→ Exercise goal: Copy out the material below word for word, keeping every line unchanged.

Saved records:
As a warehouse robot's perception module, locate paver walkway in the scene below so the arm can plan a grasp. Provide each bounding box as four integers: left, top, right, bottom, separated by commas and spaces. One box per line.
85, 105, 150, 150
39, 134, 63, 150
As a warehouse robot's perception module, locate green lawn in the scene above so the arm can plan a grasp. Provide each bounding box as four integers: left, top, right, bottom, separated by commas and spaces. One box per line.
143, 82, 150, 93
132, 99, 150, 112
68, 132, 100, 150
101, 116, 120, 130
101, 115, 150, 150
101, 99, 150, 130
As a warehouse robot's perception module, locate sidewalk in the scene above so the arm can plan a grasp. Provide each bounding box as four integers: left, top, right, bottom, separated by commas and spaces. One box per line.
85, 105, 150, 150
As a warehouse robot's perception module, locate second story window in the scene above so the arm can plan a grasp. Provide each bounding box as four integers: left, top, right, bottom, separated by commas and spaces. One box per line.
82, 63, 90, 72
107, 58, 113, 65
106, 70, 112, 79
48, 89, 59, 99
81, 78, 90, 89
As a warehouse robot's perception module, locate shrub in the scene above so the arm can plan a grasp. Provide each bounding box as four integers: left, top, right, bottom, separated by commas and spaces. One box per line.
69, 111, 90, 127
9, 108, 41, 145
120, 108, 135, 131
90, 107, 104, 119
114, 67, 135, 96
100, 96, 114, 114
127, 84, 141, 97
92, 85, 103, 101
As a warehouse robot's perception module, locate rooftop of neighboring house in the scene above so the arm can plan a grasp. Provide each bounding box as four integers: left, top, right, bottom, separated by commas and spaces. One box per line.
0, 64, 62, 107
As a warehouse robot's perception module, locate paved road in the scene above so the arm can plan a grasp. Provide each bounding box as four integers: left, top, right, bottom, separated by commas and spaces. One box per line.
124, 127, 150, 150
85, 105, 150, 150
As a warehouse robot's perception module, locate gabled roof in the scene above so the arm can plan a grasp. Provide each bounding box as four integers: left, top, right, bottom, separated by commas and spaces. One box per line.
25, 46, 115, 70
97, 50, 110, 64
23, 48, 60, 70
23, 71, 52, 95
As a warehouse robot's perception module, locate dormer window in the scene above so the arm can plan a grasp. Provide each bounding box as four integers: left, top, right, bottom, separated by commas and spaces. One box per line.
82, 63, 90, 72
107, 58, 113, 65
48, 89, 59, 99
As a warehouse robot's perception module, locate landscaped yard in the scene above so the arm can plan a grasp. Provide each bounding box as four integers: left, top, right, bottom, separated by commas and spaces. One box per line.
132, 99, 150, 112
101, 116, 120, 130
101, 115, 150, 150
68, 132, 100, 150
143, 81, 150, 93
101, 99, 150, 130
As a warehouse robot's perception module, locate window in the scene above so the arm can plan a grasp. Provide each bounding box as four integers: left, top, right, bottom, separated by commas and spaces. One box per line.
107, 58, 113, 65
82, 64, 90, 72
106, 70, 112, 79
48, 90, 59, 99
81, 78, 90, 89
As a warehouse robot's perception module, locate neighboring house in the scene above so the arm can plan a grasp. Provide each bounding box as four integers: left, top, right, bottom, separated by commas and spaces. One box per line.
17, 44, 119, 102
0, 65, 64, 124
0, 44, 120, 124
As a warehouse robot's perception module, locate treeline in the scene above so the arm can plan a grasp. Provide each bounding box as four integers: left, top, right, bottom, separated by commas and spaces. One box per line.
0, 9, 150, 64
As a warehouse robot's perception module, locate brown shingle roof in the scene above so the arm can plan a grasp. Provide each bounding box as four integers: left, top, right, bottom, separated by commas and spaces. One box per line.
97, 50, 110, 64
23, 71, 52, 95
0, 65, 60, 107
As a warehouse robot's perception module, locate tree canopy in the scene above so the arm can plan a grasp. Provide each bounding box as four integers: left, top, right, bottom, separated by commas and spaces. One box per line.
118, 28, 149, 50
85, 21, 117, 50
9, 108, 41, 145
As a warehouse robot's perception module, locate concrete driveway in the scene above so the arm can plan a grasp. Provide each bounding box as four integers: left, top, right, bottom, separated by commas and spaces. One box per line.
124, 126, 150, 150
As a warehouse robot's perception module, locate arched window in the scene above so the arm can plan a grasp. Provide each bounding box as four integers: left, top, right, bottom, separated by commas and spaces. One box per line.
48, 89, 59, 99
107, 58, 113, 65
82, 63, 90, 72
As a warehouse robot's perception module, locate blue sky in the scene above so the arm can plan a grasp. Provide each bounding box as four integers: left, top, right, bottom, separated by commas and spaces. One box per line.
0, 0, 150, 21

→ Exercise response:
As a warehouse robot's perception module, locate paver walkway in the scene below so the arm can plan a grasp. Provide each bounding box as four integers: left, top, right, bottom, separated by commas and spaces. One box per line.
85, 105, 150, 150
39, 134, 63, 150
As a warehouse robot's perception module, locate green lawn in the scene above so the arm can plan a grasp. Provide each bounding box as four integers: left, top, right, bottom, separated by commas and spaces. One box per line.
143, 82, 150, 93
132, 99, 150, 112
68, 132, 100, 150
101, 116, 120, 130
101, 115, 150, 150
101, 99, 150, 130
As a warehouse robot's perception module, locate sidewalk in the scene above so the arm can plan a grasp. Provide each bounding box as four integers: left, top, right, bottom, separated by commas and spaces. One box per line.
85, 105, 150, 150
As a warehouse robot's perception module, locate second story window in the scene above so the arm can plan a grasp. Provide each bounding box as four integers: left, top, right, bottom, separated by commas and spaces. One box per line.
82, 63, 90, 72
107, 58, 113, 65
106, 70, 112, 79
48, 89, 59, 99
81, 78, 90, 89
As a warehouse robot's perception module, locate shrub in the scene above so the arm can plan a grasp. Provide each bounding box as four integers: left, top, right, bottom, separated by commas and spaces. One box per line.
69, 111, 90, 127
9, 108, 41, 145
120, 108, 135, 131
90, 107, 104, 119
114, 67, 135, 96
100, 96, 114, 114
127, 84, 141, 97
92, 85, 103, 101
As a warehouse robot's perception module, locate rooftop of neighboring house in the scene above so the arm can plan a grasp. Provide each bounding box as four integers: left, top, right, bottom, separated by commas and spaces. One box per line.
0, 64, 62, 107
As a warehouse robot's perception module, locate paved road in the scene above so the arm can plan a grasp. Provide each bounding box as four integers: left, top, right, bottom, separated by commas and spaces. One box per line.
124, 127, 150, 150
85, 105, 150, 150
As a warehouse robot's perception module, locate gabled roof in the scene above so the arm can plan a grasp. Provide each bounding box as four integers: left, top, right, bottom, separated by commas and spaces. One box per line.
25, 46, 115, 70
97, 50, 110, 64
23, 48, 60, 70
23, 71, 52, 95
As a warehouse robot's perception module, locate dormer window in the scene above so the arm can plan a grasp. Provide each bounding box as four integers: left, top, right, bottom, separated by commas and spaces. One box per line.
82, 63, 90, 72
107, 58, 113, 65
48, 89, 59, 99
As a warehouse robot's perception module, locate landscaped yard in the scene above so the arm can plan a grasp. Provide each bounding box as four integers: left, top, right, bottom, separated by commas and spaces. One box per line.
132, 99, 150, 112
101, 116, 120, 130
101, 115, 150, 150
68, 132, 100, 150
143, 81, 150, 93
101, 99, 150, 130
As a warehouse robot's perception module, locate window in the scene above so the arm can plan a grasp. Provide each bounding box as four integers: left, top, right, bottom, separated by commas and spaces. One box per line.
107, 58, 113, 65
82, 64, 90, 72
106, 70, 112, 79
48, 90, 59, 99
81, 78, 90, 89
As a warehouse robot's perception module, locate neighboring house in the scene above so the arm can plan a grasp. Provide each bounding box as four integers: left, top, right, bottom, separated by commas and spaces. One box per line.
17, 44, 119, 102
0, 65, 64, 124
0, 44, 120, 124
As a warehouse robot's perception module, locate treeline in the scene above so the arm can plan a grasp. Provide each bounding box as four integers: left, top, right, bottom, separated by commas and spaces. One box per line.
0, 9, 150, 64
As a warehouse robot's perception module, locate brown shingle roof in the scene above so the arm can plan a grasp. Provide each bounding box as four integers: left, top, right, bottom, separated by commas and spaces. One box per line.
97, 50, 110, 64
23, 71, 52, 95
0, 65, 60, 107
As a warehouse robot's perception module, locate tree canopy in the scene above so the arm can plan a grasp. Provide each bounding box as four integers: left, top, right, bottom, separated by commas and spaces. One box per line.
118, 28, 149, 50
85, 21, 117, 50
9, 108, 41, 145
As a warehouse robot's perception module, locate concrete driveway in the scene above so the arm can plan a grasp. Provide each bounding box as four integers: left, top, right, bottom, separated by commas and spaces. One box per line.
124, 126, 150, 150
As a warehouse robot's perception module, locate arched window in the scene above so the arm can plan a grasp. Provide each bounding box as four integers: left, top, right, bottom, separated by commas and spaces. One box per line.
48, 89, 59, 99
107, 58, 113, 65
82, 63, 90, 72
As a warehouse robot's perception module, locate blue sky in the scene above so the arm can plan a grasp. Provide each bounding box as four integers: left, top, right, bottom, separated by commas and spaces. One box per line.
0, 0, 150, 21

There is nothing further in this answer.